WHAT YOU WILL DO:
Report the lines of the material that carry the string "tail".

DATASET CONTENT:
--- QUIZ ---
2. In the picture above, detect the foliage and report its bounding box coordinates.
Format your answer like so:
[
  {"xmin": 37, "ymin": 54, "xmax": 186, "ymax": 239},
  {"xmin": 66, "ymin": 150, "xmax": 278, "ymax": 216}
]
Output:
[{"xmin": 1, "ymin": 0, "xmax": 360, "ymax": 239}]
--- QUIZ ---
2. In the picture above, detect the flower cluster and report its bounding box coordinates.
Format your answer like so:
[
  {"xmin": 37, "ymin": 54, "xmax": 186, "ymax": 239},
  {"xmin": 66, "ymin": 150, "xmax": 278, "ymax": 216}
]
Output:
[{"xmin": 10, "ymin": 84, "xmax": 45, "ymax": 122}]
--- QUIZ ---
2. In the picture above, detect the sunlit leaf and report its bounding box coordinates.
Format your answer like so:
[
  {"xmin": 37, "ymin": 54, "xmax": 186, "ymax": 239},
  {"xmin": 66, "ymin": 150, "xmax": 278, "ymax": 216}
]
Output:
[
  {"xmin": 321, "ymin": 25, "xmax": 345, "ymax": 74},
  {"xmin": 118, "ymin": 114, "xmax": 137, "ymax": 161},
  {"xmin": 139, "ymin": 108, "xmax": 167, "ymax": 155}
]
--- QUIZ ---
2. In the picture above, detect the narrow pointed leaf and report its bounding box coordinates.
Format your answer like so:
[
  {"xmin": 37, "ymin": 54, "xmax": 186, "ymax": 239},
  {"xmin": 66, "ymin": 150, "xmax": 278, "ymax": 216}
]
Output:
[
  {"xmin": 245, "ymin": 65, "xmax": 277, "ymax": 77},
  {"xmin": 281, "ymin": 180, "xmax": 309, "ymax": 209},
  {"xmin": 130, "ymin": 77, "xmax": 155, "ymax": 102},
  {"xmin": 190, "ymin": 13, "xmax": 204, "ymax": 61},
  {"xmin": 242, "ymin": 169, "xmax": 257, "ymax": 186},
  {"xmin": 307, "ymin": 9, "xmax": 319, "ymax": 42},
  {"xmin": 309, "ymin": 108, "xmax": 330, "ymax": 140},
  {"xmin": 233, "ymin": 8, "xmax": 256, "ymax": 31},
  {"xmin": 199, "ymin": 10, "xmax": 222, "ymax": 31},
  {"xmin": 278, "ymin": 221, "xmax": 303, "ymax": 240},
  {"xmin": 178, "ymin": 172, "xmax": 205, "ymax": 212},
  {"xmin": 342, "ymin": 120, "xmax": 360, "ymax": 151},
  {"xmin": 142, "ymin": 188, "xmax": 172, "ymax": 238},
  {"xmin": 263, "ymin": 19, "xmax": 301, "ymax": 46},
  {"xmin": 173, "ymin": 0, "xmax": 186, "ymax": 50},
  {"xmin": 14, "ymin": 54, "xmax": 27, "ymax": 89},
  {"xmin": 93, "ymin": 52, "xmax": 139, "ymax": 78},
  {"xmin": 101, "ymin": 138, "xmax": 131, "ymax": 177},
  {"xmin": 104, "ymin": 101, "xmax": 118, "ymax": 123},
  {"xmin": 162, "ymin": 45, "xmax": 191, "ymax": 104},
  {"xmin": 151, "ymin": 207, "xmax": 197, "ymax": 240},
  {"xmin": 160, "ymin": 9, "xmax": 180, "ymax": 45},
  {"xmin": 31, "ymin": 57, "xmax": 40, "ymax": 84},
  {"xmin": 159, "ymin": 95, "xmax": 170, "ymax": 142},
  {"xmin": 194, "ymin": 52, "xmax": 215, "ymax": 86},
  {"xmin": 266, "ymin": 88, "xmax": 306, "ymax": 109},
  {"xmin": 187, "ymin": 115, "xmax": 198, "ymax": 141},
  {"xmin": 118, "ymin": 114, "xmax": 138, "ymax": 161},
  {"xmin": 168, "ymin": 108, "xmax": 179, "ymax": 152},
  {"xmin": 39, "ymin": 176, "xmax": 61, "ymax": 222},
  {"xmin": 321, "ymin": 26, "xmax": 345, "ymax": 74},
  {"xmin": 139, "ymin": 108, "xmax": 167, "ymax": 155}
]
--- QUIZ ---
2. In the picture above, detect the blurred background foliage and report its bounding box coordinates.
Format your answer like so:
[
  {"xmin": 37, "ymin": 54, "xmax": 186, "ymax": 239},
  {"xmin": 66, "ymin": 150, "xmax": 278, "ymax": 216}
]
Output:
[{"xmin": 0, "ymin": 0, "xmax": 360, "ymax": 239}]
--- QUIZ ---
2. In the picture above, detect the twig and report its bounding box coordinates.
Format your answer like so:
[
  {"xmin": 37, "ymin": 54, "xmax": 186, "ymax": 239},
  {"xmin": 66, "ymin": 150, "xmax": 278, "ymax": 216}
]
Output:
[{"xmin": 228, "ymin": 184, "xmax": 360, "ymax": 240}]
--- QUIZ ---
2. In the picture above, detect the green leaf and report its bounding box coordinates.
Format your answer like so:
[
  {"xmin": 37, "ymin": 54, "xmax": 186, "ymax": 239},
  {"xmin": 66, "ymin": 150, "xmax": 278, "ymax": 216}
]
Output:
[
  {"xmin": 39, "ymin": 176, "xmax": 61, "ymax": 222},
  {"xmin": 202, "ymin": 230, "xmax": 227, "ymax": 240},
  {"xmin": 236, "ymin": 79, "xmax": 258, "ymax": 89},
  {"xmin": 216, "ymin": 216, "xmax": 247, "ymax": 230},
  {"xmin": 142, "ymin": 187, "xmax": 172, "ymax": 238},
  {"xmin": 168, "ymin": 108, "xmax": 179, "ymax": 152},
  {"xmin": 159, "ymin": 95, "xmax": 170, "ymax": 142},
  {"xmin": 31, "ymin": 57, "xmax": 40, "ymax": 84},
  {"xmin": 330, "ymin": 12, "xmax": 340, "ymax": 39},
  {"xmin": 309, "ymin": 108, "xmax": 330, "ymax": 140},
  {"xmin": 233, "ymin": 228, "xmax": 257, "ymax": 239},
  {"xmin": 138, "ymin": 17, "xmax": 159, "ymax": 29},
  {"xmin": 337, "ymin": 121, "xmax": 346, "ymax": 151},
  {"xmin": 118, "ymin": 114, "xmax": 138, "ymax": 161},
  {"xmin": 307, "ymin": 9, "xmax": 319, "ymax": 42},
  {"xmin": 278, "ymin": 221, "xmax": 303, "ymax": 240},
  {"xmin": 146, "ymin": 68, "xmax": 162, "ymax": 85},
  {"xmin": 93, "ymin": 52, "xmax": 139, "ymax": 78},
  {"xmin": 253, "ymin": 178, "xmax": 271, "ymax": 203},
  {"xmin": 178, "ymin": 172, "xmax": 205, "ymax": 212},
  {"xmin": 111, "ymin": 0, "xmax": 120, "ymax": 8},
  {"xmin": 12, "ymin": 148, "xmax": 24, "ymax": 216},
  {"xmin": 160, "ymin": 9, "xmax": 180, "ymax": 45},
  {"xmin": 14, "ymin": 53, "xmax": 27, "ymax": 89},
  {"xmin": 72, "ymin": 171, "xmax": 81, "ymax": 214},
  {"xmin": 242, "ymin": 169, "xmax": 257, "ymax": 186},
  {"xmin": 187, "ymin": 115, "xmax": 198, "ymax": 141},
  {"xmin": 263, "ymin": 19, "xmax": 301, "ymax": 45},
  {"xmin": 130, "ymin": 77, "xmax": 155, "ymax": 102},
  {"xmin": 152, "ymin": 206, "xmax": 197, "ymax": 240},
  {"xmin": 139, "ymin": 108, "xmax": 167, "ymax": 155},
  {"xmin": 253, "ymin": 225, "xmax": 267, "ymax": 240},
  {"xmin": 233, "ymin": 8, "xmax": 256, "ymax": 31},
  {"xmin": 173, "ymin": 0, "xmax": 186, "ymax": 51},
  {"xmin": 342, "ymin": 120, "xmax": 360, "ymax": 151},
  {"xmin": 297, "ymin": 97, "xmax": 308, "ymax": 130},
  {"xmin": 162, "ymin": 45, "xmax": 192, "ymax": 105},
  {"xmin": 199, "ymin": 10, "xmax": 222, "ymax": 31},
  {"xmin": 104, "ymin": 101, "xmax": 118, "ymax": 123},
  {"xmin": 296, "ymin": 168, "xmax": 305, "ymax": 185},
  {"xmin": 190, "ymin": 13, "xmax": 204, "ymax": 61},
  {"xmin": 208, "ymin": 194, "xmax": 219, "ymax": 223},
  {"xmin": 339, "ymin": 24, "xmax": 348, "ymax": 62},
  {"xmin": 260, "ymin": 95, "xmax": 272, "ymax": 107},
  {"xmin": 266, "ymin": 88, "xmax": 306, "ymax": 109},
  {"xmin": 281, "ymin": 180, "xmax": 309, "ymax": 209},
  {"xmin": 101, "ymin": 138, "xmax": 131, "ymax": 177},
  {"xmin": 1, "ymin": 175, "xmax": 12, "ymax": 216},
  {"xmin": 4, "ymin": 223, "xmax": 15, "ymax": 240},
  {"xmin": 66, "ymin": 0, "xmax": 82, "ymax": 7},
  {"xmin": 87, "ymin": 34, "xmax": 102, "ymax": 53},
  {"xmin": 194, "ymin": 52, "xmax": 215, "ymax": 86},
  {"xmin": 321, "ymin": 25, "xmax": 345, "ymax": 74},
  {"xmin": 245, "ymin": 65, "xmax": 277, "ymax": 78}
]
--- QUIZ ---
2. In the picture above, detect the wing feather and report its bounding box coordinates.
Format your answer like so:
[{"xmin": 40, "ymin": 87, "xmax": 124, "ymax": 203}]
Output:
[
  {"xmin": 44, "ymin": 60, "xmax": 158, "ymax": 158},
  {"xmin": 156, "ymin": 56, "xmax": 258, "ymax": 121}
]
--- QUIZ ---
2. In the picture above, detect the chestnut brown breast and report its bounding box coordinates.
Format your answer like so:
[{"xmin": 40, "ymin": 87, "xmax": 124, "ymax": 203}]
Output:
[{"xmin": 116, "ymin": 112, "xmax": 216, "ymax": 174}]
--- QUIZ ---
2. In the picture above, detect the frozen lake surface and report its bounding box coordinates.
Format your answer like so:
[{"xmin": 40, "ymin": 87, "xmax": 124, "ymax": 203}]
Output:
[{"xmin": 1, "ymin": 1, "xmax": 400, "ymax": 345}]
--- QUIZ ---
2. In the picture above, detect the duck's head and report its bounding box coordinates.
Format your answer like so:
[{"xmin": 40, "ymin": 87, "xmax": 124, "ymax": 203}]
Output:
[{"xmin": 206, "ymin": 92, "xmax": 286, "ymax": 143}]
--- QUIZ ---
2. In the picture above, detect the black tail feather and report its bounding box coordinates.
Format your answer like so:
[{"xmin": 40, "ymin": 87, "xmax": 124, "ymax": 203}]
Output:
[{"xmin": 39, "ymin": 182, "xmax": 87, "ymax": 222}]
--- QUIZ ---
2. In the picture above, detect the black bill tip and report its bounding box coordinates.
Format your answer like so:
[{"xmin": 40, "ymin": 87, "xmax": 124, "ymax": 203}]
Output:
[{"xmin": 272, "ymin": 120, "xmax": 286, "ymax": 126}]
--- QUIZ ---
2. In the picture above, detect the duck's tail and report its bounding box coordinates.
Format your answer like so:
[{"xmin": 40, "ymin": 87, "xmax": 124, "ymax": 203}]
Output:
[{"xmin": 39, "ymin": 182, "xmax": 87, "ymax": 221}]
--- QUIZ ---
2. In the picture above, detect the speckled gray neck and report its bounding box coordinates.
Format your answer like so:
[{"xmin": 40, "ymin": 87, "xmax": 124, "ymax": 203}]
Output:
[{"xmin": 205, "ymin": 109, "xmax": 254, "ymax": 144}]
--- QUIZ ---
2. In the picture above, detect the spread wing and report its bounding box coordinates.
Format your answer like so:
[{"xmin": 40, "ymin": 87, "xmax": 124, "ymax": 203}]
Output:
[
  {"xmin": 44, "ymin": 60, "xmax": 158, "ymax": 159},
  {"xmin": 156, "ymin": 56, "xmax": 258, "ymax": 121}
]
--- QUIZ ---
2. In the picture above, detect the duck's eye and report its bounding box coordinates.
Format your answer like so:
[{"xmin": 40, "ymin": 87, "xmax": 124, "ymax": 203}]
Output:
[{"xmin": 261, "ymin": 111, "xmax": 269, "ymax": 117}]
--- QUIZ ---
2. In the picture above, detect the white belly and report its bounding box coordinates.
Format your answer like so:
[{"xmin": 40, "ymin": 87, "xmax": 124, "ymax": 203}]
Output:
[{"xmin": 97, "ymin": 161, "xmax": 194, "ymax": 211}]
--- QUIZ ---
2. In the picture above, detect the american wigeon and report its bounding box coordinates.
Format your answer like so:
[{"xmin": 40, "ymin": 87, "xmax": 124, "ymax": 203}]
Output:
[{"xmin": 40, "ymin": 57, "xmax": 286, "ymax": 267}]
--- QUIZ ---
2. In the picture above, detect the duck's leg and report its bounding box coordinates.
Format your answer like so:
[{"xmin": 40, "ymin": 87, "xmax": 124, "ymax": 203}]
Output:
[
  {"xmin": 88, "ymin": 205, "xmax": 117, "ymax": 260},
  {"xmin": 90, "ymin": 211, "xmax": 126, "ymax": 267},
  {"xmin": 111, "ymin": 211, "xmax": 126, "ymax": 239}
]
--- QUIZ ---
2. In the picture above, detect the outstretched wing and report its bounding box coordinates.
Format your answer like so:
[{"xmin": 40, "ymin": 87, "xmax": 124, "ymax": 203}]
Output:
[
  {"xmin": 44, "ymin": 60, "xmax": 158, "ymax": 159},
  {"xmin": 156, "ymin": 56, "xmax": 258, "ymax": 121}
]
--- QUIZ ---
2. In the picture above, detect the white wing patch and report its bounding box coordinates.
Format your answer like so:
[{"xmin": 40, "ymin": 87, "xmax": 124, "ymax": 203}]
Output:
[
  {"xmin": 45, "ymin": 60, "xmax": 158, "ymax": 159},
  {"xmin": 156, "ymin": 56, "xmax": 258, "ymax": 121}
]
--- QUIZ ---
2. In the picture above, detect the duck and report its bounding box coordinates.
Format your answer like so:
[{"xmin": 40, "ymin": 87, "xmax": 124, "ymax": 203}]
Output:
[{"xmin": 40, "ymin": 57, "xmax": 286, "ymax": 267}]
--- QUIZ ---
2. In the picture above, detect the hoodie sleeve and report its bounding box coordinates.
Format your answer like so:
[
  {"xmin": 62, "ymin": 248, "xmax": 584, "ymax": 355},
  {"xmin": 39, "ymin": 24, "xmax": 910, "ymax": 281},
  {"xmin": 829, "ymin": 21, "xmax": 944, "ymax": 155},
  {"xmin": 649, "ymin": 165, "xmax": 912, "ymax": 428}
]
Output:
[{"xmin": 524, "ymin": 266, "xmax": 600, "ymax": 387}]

WRITTEN RESPONSE:
2. In the picture above, detect the black tail feather and report its bounding box coordinates.
2. In the picture above, detect the duck's tail and report its bounding box coordinates.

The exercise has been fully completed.